* _Aim of the task_: Gather every line of the records below that contains the word "crumpled", and copy each such line in full.

═══ Source material

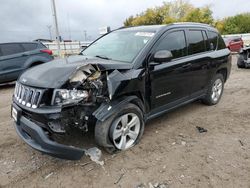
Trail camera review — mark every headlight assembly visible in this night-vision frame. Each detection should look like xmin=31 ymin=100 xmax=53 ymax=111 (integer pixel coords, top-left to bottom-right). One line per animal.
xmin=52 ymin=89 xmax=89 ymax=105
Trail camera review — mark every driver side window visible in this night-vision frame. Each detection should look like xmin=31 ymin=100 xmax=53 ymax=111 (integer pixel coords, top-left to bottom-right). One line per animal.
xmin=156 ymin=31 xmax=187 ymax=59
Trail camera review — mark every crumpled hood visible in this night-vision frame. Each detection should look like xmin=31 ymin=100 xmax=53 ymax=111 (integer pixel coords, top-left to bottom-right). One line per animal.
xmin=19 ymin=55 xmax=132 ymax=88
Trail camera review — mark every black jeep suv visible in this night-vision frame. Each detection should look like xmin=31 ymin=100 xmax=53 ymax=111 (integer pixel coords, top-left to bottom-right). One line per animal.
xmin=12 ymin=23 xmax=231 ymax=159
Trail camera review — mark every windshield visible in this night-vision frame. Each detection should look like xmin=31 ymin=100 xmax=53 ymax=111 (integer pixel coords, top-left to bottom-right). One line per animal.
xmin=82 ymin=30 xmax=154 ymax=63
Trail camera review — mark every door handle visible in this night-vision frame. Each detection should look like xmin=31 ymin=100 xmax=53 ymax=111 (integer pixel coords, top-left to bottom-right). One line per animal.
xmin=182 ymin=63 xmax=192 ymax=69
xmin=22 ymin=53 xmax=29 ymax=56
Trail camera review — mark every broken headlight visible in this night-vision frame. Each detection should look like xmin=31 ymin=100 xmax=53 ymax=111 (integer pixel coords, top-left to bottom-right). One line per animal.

══════

* _Task output_:
Trail camera review — mark every crumpled hood visible in this night-vision frame. Each detection should look like xmin=31 ymin=100 xmax=53 ymax=111 (integer pixel coords, top-left to bottom-right). One line per animal.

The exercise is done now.